▶ SELECTED TEXT
* * *
The Church of St Christopher is in Lorenzo Drive, Norris Green, Liverpool, Merseyside, England.  It is recorded in the National Heritage List for England as a designated Grade II* listed building, and is an active Anglican parish church in the diocese of Liverpool, the archdeaconry of Liverpool, and the deanery of West Derby.

History

The church was built in 1930–32, and designed by Bernard A. Miller.  In 1964 the interior was repainted, replacing the original bright and varied colours with pale Wedgwood blue and cream.

Architecture

St Christopher's is constructed in brick on a steel frame with stone dressings and has a tiled roof.  It has a cruciform plan, consisting of a four-bay nave, north and south transepts, a tower at the crossing, and a two-bay chancel, with north and south chapels.  The west portal and the main windows in the church are hyperbolic in shape.  The tower is low and contains three segmental-headed windows, and the chapels have triple round-headed windows.  Above the entrance to the south chapel is a bell-shaped bellcote.
* * *
(Records for location labeling)
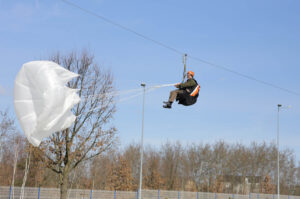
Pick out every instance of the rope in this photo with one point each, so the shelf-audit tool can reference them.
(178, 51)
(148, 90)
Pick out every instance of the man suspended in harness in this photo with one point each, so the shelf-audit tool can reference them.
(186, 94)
* * *
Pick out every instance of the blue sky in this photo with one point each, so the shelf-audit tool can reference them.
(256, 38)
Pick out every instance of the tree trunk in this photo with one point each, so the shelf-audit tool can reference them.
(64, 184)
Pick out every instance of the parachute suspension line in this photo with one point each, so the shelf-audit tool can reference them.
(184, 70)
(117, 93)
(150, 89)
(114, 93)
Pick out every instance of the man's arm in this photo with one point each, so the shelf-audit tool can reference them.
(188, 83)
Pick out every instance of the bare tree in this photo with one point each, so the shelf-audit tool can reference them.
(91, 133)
* * *
▶ WRITTEN TASKS
1. Answer these questions using the text on the Church of St Christopher.
(a) Who designed the church?
(b) Which colors replaced the original interior colors in 1964?
(c) What stands above the entrance to the south chapel?
2. From the text on the Church of St Christopher, repeat word for word the part that opens with the words containing "St Christopher's is" and closes with "a bell-shaped bellcote.".

▶ FULL SOLUTIONS
1.
(a) Bernard A. Miller
(b) Pale Wedgwood blue and cream
(c) A bell-shaped bellcote

2.
St Christopher's is constructed in brick on a steel frame with stone dressings and has a tiled roof.  It has a cruciform plan, consisting of a four-bay nave, north and south transepts, a tower at the crossing, and a two-bay chancel, with north and south chapels.  The west portal and the main windows in the church are hyperbolic in shape.  The tower is low and contains three segmental-headed windows, and the chapels have triple round-headed windows.  Above the entrance to the south chapel is a bell-shaped bellcote.